### CHALLENGE 1
In the elliptical copula documentation, what does the argument A represent?
### CHALLENGE 2
Reproduce the passage of the elliptical copula documentation between "dimension of X." and "matrix of X.", inclusive.
Start of EXTRACT TO READ
X = EllCopSim(n = 30, d = 3, grid = grid, g_d = gdnorm)
logLik = EllCopLikelihood(grid , g_d = gdnorm , X,
                          Sigma_m1 = diag(3), log = TRUE)
logLik2 = EllCopLikelihood(grid , g_d = gdnorm2 , X,
                           Sigma_m1 = diag(3), log = TRUE)
print(c(sum(logLik), sum(logLik2)))

Simulation from an elliptical copula model

Description

Simulation from an elliptical copula model

Usage

EllCopSim(n, d, grid, g_d, A = diag(d), genR = list(method = "pinv"))

Arguments

n

number of observations.

d

dimension of X.

grid

grid on which values of density generator are known.

g_d

vector of values of the density generator on the grid.

A

square-root of the correlation matrix of X.

genR

additional arguments for the generation of the squared radius. It must be a list with a component method:

If genR$method == "pinv", the radius is generated using the function Runuran::pinv.new().
If genR$method == "MH", the generation is done using the Metropolis-Hasting algorithm, with a N(0,1) move at each step.

Value

a matrix of size ⁠(n,d)⁠ with n observations of the d-dimensional elliptical copula.

References

Derumigny, A., & Fermanian, J. D. (2022). Identifiability and estimation of meta-elliptical copula generators. Journal of Multivariate Analysis, article 104962. doi:10.1016/j.jmva.2022.104962.
End of EXTRACT TO READ
Start of RECORD LIST
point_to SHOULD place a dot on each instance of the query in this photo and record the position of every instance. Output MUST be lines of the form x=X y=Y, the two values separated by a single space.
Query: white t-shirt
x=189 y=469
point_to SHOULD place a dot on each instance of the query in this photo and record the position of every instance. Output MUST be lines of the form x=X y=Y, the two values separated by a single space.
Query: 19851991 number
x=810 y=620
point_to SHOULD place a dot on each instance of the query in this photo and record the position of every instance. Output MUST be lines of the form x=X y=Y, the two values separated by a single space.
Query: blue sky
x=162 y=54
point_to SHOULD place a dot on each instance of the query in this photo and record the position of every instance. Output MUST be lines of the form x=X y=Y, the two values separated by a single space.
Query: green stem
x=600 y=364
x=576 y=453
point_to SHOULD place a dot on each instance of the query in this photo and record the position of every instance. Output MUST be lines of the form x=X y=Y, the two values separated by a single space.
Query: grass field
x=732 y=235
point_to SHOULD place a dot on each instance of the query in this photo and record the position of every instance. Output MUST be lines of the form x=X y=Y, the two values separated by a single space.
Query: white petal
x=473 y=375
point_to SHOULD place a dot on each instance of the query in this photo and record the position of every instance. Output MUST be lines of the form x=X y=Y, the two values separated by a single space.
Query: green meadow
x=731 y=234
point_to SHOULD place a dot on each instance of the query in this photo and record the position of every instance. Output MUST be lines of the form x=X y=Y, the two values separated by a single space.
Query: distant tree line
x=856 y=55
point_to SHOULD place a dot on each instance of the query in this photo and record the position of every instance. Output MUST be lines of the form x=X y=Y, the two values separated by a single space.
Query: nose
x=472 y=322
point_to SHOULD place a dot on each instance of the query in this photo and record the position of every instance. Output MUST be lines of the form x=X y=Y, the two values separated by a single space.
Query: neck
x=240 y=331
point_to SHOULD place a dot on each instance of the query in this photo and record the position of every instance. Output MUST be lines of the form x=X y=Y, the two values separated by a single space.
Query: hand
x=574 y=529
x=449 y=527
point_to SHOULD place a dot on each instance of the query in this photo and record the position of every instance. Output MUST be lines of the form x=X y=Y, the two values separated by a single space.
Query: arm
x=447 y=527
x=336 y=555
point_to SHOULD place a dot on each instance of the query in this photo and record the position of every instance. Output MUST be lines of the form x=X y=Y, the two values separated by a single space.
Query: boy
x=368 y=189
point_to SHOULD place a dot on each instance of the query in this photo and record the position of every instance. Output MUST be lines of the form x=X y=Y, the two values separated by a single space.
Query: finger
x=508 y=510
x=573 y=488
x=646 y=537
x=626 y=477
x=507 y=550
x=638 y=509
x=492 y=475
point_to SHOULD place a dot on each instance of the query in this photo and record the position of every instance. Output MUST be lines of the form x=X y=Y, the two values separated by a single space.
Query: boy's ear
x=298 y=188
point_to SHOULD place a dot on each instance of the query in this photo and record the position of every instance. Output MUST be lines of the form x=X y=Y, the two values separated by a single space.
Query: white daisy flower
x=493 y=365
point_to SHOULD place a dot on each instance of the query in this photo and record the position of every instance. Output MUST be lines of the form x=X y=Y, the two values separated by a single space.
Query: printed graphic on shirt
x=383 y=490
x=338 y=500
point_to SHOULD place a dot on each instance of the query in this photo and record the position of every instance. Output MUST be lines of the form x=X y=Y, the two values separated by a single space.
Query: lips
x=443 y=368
End of RECORD LIST
### COMPLETE RESPONSE 1
The square-root of the correlation matrix of X.

### COMPLETE RESPONSE 2
dimension of X.

grid

grid on which values of density generator are known.

g_d

vector of values of the density generator on the grid.

A

square-root of the correlation matrix of X.